WHAT TO WORK ON: For the material that follows, state how many lines contain the word "Sample", and add nothing.

RECORDS SHOWN:
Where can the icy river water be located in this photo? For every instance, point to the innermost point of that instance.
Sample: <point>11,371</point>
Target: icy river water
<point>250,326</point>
* * *
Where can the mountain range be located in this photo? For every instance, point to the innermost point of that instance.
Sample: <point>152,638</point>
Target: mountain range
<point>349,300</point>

EXERCISE ANSWER: 2